[Dataset items]
━━━

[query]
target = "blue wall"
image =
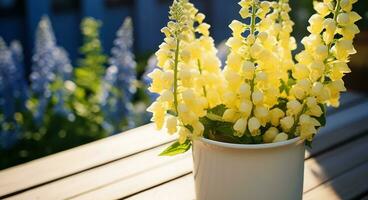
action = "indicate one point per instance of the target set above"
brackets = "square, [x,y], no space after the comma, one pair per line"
[149,16]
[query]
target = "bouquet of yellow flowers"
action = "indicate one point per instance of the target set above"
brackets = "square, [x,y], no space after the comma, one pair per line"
[264,94]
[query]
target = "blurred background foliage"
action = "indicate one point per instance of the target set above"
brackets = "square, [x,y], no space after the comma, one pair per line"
[52,99]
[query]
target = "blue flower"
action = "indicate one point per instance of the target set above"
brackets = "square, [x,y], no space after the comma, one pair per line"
[120,81]
[9,130]
[151,65]
[21,86]
[63,71]
[51,65]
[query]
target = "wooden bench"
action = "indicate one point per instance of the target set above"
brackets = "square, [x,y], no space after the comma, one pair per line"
[126,166]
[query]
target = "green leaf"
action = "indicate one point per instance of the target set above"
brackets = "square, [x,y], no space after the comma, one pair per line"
[218,110]
[322,118]
[308,143]
[177,148]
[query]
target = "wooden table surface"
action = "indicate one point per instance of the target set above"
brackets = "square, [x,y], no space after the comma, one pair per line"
[126,166]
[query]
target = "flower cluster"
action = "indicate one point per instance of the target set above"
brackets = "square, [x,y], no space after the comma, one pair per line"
[8,96]
[51,65]
[323,62]
[262,95]
[119,82]
[189,79]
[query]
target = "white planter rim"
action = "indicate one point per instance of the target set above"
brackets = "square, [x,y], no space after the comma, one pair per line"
[252,146]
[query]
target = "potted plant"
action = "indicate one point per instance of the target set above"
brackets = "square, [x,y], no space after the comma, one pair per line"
[248,123]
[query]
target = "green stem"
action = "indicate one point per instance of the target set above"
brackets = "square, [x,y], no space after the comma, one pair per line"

━━━

WHAT TO PRODUCE »
Copy each line of the records that has "blue" in it.

TASK SOLUTION »
target = "blue wall"
target = "blue flower"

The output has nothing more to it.